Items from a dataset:

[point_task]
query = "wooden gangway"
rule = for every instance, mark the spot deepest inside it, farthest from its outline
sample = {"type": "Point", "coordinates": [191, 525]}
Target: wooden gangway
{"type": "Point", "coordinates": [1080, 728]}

REQUIRED ACTION: All the entries above need to be repeated word for word.

WORKED SOLUTION:
[point_task]
query = "wooden gangway"
rule = for every instance, mark the spot deepest inside it, farthest from its outline
sample = {"type": "Point", "coordinates": [191, 525]}
Target: wooden gangway
{"type": "Point", "coordinates": [1080, 728]}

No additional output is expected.